◆ Instructions to follow: Please copy the lines below word for word, changing nothing.

◆ Given data:
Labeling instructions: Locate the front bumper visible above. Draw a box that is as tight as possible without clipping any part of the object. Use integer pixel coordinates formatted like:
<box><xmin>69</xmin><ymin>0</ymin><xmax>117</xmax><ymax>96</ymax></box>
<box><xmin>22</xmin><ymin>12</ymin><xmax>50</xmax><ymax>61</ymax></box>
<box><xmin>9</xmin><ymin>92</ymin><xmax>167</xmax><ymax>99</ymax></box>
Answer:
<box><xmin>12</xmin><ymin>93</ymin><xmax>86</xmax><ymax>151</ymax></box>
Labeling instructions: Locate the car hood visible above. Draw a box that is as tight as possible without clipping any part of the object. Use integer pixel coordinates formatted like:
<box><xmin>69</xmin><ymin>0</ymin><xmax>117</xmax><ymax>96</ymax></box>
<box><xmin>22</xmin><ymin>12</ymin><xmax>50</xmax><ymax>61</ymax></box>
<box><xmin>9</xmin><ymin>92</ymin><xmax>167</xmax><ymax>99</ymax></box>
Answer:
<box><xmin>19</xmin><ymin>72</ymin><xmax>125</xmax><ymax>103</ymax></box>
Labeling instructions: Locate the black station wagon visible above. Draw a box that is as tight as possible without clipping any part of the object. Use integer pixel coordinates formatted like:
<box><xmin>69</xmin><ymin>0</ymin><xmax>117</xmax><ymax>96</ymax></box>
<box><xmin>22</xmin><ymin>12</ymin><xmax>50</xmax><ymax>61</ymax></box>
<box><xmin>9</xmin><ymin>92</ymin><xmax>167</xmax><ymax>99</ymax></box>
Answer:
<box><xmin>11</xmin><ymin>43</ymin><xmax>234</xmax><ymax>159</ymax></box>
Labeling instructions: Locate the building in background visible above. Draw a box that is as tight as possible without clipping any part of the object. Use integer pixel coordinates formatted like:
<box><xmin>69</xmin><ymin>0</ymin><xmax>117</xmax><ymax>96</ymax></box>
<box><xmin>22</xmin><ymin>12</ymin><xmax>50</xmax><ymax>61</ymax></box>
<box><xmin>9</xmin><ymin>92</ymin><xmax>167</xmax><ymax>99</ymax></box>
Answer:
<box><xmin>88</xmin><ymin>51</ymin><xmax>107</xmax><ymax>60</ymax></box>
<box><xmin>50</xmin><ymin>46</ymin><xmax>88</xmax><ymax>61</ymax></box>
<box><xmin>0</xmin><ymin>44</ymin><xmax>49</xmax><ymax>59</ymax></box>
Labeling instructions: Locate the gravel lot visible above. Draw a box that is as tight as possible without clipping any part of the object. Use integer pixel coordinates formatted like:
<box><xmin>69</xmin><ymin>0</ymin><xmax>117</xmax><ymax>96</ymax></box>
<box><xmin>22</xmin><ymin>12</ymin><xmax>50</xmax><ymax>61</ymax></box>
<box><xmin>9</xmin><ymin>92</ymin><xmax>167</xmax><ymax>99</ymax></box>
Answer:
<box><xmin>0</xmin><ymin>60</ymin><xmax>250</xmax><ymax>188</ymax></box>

◆ Solution to this problem:
Labeling instructions: Locate the front bumper visible above. Draw a box that is as tight as possible without clipping any part of the object. Use integer pixel coordinates formatted like:
<box><xmin>69</xmin><ymin>0</ymin><xmax>117</xmax><ymax>96</ymax></box>
<box><xmin>22</xmin><ymin>12</ymin><xmax>50</xmax><ymax>61</ymax></box>
<box><xmin>9</xmin><ymin>92</ymin><xmax>167</xmax><ymax>99</ymax></box>
Answer:
<box><xmin>12</xmin><ymin>93</ymin><xmax>86</xmax><ymax>151</ymax></box>
Labeling instructions: Locate the car hood visible above. Draw a box that is as tight as possible without clipping any part of the object. Use integer pixel coordinates formatted like:
<box><xmin>69</xmin><ymin>0</ymin><xmax>117</xmax><ymax>96</ymax></box>
<box><xmin>22</xmin><ymin>12</ymin><xmax>50</xmax><ymax>61</ymax></box>
<box><xmin>9</xmin><ymin>92</ymin><xmax>167</xmax><ymax>99</ymax></box>
Answer:
<box><xmin>19</xmin><ymin>72</ymin><xmax>125</xmax><ymax>103</ymax></box>
Labeling instructions: Locate the black station wagon visible above. Draw a box that is as tight as possible without clipping any part of the object. Use integer pixel coordinates formatted like:
<box><xmin>69</xmin><ymin>0</ymin><xmax>117</xmax><ymax>96</ymax></box>
<box><xmin>22</xmin><ymin>12</ymin><xmax>50</xmax><ymax>61</ymax></box>
<box><xmin>9</xmin><ymin>92</ymin><xmax>167</xmax><ymax>99</ymax></box>
Answer:
<box><xmin>11</xmin><ymin>43</ymin><xmax>234</xmax><ymax>159</ymax></box>
Labeling instructions: Locate the building in background visible above. Draw a box that is as tight as possible without clipping any part of the object. Use integer pixel coordinates formatted like:
<box><xmin>69</xmin><ymin>0</ymin><xmax>117</xmax><ymax>96</ymax></box>
<box><xmin>22</xmin><ymin>12</ymin><xmax>50</xmax><ymax>61</ymax></box>
<box><xmin>9</xmin><ymin>92</ymin><xmax>167</xmax><ymax>99</ymax></box>
Answer:
<box><xmin>88</xmin><ymin>51</ymin><xmax>107</xmax><ymax>60</ymax></box>
<box><xmin>50</xmin><ymin>46</ymin><xmax>88</xmax><ymax>61</ymax></box>
<box><xmin>0</xmin><ymin>44</ymin><xmax>49</xmax><ymax>59</ymax></box>
Labeling instructions: Locate the gravel lot visible above. Draw a box that is as tight as possible without clipping any part of the object. Use integer pixel coordinates formatted like:
<box><xmin>69</xmin><ymin>0</ymin><xmax>117</xmax><ymax>96</ymax></box>
<box><xmin>22</xmin><ymin>12</ymin><xmax>50</xmax><ymax>61</ymax></box>
<box><xmin>9</xmin><ymin>92</ymin><xmax>167</xmax><ymax>99</ymax></box>
Answer:
<box><xmin>0</xmin><ymin>60</ymin><xmax>250</xmax><ymax>188</ymax></box>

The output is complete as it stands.